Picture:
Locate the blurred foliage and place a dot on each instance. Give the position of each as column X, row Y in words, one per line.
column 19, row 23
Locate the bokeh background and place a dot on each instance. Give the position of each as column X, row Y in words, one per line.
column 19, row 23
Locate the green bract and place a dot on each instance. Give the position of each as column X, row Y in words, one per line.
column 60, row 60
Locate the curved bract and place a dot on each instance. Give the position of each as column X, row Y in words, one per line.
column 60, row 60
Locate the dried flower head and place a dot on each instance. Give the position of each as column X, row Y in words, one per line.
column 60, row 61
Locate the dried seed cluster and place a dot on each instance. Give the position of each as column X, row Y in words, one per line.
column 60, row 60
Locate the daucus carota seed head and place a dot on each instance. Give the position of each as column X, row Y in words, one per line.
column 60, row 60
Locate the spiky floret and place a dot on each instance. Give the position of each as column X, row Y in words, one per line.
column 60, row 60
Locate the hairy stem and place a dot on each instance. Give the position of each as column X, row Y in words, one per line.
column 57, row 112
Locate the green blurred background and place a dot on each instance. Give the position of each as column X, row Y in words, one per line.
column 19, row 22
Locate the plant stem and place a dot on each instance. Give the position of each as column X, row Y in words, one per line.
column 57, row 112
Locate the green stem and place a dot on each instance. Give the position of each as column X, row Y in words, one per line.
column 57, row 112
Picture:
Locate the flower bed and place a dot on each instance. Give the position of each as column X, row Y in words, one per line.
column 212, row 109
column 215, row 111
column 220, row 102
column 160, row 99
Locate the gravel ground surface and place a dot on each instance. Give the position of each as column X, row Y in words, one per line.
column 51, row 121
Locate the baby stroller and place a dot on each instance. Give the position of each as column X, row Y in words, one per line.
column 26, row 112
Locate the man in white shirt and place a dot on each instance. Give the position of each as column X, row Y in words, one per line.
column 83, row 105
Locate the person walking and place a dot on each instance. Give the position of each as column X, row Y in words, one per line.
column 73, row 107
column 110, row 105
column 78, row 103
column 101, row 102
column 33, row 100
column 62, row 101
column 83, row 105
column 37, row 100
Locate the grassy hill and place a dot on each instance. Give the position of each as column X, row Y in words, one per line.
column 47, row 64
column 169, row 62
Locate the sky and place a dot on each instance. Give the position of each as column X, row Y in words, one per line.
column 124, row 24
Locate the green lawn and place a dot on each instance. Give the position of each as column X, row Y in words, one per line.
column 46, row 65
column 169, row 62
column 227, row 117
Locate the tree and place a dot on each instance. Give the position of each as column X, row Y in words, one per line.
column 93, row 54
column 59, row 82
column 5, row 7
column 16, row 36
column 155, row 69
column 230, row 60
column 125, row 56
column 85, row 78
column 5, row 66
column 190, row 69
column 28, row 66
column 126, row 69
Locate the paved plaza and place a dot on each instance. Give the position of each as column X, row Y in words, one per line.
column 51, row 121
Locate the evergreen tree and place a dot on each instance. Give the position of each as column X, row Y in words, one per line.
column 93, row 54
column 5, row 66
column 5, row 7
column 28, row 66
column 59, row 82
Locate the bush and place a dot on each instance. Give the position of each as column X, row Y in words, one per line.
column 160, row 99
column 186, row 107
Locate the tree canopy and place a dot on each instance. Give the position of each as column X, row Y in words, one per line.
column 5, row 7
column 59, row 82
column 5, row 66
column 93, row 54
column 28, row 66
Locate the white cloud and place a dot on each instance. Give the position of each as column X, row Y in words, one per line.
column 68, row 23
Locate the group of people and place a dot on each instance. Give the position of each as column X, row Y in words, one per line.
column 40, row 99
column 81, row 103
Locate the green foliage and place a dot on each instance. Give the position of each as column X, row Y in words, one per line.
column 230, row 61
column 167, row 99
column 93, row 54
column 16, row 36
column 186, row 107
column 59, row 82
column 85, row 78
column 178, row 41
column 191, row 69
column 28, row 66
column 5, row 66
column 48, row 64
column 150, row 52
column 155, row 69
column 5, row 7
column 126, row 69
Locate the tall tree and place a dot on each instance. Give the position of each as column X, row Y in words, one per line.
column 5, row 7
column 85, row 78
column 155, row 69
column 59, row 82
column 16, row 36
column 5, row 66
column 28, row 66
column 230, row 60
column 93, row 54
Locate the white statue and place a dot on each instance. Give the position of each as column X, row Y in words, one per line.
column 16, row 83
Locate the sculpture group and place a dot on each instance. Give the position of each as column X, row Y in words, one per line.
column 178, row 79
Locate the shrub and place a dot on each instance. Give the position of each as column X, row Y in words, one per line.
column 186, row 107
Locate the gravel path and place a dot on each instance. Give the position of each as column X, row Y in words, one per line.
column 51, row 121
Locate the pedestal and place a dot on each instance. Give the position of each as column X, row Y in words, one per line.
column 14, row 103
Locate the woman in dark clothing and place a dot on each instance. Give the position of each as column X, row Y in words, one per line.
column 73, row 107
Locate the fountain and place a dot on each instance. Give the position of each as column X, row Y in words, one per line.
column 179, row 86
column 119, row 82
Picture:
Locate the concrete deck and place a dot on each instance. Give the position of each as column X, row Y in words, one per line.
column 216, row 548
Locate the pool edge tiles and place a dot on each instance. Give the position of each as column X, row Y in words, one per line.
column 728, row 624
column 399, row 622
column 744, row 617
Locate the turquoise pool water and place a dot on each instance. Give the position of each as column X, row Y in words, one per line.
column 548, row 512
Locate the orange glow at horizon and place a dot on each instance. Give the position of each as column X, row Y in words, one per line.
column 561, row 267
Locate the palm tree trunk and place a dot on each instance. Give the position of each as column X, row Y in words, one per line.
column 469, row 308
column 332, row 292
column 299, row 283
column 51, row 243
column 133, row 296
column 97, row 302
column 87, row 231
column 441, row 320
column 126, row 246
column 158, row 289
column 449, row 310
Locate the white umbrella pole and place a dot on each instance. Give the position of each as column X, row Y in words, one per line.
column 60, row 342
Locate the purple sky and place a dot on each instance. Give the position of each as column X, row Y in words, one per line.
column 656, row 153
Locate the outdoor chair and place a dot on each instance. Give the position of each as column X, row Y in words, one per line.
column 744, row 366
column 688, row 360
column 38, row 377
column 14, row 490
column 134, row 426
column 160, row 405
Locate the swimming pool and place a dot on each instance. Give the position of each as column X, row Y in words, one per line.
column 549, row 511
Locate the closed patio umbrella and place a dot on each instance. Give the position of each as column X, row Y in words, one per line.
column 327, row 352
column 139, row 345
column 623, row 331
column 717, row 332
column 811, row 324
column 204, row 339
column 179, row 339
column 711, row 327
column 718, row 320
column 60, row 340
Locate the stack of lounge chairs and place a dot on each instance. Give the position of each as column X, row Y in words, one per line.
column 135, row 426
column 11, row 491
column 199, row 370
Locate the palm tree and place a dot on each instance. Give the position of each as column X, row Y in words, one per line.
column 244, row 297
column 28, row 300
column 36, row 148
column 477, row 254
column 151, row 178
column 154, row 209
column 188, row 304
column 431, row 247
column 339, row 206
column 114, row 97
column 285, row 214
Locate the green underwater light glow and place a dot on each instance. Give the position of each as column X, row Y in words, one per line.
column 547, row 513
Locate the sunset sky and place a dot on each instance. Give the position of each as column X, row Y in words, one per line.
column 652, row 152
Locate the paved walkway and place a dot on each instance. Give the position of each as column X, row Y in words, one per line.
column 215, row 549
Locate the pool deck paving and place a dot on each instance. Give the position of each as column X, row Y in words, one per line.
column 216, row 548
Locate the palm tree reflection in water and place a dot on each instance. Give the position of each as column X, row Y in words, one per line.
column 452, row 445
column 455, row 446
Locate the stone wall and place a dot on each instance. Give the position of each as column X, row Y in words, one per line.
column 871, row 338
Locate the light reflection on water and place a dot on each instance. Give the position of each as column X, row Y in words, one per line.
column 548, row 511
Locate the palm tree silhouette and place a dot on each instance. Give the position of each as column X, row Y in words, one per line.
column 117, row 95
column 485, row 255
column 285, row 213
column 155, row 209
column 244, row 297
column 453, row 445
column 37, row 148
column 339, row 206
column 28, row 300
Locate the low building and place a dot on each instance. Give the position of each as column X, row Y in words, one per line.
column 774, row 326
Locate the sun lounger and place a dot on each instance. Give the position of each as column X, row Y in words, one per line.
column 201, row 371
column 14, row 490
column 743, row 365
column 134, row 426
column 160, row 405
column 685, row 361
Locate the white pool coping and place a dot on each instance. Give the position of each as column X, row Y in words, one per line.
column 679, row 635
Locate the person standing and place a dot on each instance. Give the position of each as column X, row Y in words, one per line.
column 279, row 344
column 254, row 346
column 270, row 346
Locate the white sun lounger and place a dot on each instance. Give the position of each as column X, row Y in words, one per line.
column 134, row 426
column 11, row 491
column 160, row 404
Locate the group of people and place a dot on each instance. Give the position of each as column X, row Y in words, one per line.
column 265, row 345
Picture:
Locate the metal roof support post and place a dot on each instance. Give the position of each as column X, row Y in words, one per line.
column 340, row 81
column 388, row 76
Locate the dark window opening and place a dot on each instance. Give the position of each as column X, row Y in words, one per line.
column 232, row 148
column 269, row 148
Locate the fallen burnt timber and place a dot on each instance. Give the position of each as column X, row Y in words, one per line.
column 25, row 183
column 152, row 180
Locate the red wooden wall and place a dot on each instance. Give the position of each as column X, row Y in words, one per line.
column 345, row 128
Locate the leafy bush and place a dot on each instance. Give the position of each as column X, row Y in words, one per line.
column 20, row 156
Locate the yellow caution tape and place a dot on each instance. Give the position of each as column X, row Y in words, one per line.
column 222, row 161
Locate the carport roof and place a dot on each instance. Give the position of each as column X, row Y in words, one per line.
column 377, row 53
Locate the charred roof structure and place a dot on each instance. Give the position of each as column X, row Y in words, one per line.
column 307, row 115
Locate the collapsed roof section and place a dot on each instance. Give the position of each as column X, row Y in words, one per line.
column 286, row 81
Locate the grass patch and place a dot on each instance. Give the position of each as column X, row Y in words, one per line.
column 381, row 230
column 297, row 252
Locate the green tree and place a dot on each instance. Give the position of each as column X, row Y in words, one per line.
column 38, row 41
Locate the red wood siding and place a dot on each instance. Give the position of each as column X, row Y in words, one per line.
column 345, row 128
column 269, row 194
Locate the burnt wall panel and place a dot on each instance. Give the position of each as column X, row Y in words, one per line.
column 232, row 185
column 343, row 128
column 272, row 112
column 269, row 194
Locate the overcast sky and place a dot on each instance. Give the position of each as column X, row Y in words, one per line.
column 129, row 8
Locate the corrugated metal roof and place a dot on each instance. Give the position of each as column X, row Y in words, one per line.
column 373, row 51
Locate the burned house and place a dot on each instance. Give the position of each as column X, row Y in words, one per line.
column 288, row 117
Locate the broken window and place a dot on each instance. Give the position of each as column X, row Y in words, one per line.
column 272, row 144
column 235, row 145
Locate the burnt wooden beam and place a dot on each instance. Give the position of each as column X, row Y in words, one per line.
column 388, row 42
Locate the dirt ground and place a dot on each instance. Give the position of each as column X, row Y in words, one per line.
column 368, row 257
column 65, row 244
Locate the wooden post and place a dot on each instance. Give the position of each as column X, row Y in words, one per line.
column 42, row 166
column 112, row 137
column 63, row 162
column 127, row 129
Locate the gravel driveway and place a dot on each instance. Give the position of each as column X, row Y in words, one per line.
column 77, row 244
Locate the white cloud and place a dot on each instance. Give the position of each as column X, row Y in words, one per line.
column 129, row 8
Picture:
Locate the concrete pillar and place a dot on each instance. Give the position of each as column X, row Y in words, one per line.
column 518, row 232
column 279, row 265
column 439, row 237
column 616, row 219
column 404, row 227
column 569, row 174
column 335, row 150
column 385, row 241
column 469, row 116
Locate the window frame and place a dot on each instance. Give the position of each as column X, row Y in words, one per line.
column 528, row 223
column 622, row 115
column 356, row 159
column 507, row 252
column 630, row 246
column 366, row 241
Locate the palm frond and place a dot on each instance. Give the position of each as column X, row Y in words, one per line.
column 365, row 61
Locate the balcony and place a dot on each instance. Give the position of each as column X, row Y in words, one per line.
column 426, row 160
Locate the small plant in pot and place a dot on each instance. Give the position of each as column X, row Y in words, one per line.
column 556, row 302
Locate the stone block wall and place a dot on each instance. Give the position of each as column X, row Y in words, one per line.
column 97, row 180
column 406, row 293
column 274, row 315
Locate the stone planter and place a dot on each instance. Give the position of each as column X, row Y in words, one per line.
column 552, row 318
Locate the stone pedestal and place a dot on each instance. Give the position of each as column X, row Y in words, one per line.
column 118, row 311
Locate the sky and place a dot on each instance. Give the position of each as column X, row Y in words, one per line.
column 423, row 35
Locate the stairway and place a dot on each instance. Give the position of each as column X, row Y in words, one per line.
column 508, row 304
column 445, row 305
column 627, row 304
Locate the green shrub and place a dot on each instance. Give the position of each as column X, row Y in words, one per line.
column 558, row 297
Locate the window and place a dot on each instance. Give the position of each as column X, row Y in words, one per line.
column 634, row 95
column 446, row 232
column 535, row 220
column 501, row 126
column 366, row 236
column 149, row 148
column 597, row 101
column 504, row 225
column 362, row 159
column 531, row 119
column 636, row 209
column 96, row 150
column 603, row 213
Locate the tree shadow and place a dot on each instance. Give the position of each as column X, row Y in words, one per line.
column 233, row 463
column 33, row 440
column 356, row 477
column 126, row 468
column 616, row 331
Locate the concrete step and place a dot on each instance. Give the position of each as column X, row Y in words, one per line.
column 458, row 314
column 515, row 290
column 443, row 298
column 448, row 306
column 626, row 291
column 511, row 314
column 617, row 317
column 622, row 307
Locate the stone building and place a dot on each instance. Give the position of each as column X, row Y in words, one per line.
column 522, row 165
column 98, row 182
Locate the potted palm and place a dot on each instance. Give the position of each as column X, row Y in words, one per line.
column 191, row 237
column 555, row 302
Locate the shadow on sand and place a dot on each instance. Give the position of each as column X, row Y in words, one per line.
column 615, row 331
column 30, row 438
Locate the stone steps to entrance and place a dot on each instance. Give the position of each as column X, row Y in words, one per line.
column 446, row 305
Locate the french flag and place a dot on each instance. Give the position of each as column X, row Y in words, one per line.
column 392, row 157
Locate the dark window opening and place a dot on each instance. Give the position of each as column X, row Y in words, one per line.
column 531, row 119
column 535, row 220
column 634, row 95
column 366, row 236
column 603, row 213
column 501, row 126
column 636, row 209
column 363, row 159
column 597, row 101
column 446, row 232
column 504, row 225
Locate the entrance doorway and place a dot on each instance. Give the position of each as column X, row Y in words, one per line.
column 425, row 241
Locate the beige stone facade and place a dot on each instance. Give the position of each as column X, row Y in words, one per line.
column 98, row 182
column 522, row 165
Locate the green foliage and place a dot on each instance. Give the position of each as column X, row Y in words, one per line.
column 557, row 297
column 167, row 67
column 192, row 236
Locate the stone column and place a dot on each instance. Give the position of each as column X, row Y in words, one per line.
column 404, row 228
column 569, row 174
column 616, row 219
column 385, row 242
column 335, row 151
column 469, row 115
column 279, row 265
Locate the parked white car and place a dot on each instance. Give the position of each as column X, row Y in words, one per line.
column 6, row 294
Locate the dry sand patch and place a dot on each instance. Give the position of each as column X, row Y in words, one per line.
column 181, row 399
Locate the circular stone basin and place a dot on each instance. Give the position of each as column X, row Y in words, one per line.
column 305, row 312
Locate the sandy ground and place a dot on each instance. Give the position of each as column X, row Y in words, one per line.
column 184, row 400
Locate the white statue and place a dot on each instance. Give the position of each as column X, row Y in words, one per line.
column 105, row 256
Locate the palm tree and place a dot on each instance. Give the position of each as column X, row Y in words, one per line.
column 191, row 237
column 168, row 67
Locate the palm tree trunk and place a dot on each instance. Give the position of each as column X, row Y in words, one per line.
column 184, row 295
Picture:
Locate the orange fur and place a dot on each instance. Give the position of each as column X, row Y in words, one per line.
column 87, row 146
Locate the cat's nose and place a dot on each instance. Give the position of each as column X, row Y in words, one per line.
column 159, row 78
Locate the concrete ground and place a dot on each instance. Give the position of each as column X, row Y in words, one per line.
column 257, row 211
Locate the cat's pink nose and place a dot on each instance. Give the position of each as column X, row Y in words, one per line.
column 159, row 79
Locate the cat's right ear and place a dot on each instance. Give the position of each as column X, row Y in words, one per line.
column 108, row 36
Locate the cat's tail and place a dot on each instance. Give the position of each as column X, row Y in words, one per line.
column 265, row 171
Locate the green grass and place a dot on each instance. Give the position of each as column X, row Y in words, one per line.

:::

**Instructions to follow**
Please write out the lines that run from the one with "Locate the cat's nose" to the end of the records, both included, exactly as they appear.

**Exercise answer**
Locate the cat's nose and place a dot on each instance. Give the position of each as column X, row Y in words, one per line.
column 159, row 78
Locate the concrete ground and place a dot on each instance. Give the position of each as column X, row Y in words, one per line.
column 257, row 211
Locate the cat's pink nose and place a dot on each instance. Give the position of each as column X, row Y in words, one per line.
column 159, row 79
Locate the cat's right ear and place a dot on each instance. Give the position of each as column X, row Y in words, one per line.
column 108, row 36
Locate the cat's tail and place a dot on each instance. Give the position of each as column X, row Y in words, one per line.
column 265, row 171
Locate the green grass and place a dot on each instance. Give the position of each as column X, row Y in words, one per line.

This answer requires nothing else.